Items listed in a dataset:

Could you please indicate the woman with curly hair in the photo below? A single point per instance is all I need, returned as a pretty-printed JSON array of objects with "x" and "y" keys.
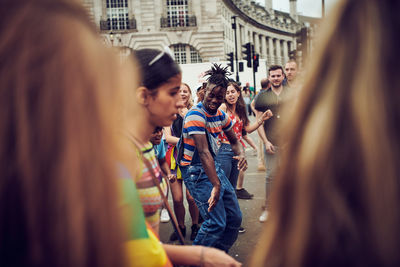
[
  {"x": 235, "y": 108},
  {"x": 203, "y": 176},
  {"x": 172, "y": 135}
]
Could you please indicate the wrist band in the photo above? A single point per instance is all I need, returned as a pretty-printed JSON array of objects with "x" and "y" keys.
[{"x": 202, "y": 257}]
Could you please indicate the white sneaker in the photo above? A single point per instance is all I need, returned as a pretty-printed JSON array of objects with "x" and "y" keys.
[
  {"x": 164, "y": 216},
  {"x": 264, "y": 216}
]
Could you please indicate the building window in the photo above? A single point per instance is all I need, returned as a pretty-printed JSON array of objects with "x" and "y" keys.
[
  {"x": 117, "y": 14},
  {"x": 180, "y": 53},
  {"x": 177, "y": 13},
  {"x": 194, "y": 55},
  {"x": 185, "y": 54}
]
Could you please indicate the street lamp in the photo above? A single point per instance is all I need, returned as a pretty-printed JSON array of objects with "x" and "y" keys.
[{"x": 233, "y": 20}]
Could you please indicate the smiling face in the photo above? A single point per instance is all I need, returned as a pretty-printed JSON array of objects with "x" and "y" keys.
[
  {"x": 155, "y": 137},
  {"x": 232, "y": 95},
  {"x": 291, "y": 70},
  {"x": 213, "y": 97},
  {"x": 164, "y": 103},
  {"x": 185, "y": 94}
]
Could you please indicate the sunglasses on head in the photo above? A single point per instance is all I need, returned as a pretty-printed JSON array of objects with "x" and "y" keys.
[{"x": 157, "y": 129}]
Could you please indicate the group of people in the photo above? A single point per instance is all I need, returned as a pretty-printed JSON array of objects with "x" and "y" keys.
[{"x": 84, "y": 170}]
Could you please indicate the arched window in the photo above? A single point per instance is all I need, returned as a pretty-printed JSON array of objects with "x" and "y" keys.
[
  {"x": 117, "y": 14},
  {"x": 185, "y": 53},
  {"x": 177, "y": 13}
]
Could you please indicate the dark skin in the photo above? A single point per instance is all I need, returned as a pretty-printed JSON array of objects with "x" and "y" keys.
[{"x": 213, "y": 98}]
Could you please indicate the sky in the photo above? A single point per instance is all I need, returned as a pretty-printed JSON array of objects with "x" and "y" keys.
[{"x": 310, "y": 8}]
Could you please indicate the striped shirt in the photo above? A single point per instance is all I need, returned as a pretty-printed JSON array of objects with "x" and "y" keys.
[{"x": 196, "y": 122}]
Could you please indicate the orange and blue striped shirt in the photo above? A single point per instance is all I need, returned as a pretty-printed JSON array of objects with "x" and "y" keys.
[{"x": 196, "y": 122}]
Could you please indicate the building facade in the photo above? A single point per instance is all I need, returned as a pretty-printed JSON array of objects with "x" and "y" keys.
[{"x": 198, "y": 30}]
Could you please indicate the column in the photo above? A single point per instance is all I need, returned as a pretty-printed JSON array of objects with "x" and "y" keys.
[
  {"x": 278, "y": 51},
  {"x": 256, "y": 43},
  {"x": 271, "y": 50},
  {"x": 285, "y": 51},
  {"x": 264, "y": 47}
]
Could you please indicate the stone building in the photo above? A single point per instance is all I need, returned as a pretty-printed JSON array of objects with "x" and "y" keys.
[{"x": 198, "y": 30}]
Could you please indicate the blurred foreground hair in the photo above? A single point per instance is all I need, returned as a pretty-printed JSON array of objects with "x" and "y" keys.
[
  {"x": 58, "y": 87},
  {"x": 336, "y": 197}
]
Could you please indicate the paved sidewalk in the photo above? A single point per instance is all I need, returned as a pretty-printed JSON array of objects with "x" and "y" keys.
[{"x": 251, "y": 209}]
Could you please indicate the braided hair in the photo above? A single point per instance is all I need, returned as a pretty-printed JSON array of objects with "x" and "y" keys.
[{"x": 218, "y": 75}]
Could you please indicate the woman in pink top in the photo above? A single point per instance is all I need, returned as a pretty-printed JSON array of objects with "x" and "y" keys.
==
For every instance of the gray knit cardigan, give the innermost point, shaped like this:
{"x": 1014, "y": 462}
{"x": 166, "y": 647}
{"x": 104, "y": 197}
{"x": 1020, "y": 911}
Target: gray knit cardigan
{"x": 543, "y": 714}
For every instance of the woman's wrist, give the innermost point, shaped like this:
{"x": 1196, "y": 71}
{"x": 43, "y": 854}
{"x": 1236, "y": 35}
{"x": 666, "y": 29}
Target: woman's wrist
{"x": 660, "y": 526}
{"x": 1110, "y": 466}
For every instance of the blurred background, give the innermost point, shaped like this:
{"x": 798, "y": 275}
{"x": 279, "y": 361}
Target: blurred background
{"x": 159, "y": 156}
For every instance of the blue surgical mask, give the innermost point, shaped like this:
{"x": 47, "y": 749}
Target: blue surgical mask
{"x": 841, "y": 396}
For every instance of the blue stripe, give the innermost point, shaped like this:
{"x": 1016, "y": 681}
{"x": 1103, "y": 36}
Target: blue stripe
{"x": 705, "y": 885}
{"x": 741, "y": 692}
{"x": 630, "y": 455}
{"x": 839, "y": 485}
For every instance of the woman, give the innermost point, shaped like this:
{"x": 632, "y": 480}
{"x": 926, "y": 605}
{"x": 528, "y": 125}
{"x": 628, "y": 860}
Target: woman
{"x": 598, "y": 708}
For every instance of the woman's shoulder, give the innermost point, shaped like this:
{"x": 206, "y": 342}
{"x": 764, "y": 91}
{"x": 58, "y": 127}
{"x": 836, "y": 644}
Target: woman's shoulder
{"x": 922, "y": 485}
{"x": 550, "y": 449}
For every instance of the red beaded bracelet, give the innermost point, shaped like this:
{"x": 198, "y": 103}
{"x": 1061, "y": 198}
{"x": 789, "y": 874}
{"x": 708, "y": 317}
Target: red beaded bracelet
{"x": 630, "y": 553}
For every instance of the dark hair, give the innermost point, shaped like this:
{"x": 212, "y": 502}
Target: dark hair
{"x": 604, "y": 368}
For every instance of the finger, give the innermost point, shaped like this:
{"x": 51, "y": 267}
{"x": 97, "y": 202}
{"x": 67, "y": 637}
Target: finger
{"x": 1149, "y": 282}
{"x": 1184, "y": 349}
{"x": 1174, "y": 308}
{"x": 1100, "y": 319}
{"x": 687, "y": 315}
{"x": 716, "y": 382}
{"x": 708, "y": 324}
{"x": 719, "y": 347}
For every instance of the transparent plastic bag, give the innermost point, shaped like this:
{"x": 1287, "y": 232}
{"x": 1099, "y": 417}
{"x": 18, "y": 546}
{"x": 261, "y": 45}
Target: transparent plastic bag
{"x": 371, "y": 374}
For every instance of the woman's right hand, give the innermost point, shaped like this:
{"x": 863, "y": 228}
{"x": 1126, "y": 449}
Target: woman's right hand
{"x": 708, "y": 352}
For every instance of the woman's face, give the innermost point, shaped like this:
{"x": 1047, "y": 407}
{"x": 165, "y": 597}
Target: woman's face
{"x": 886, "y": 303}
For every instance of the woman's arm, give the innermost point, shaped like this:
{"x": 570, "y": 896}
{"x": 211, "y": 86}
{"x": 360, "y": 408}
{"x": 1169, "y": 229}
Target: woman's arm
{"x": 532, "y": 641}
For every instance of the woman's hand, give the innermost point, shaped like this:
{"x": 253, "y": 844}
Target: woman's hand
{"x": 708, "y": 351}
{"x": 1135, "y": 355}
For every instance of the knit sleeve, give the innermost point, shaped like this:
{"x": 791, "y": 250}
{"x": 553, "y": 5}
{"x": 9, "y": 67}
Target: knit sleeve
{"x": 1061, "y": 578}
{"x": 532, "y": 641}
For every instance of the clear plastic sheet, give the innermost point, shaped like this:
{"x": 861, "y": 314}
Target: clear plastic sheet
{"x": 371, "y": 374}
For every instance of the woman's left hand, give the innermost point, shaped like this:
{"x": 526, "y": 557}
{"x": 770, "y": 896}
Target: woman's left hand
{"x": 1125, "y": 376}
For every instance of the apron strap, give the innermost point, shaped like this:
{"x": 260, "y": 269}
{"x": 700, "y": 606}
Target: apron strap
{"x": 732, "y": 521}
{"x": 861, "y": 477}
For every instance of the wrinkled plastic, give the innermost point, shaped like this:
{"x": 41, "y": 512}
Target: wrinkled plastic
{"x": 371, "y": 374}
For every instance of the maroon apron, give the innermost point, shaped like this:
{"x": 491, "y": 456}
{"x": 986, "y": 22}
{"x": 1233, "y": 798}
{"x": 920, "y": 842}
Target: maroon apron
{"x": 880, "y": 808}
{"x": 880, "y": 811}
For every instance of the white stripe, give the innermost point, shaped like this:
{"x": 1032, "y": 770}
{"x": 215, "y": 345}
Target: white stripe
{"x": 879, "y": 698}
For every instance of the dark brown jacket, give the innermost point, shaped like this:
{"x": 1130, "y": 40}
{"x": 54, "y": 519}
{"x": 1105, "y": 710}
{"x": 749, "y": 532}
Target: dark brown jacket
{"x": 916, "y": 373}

Exercise details — Look above for the line holding "Could you please indicate the braided" and the line holding "Could you please indicate the woman in", then output exactly those two lines and every line between them, nothing more.

Solved exercise —
Could you please indicate the braided hair in the photo above? A single point per instance is all I need, returned as a pretty-printed JSON array of objects with "x" and "y" keys.
[{"x": 218, "y": 75}]
Could you please indicate the woman in pink top in the photo above? A single point per instance is all I need, returned as a pretty-printed JSON array of objects with "x" and "y" keys.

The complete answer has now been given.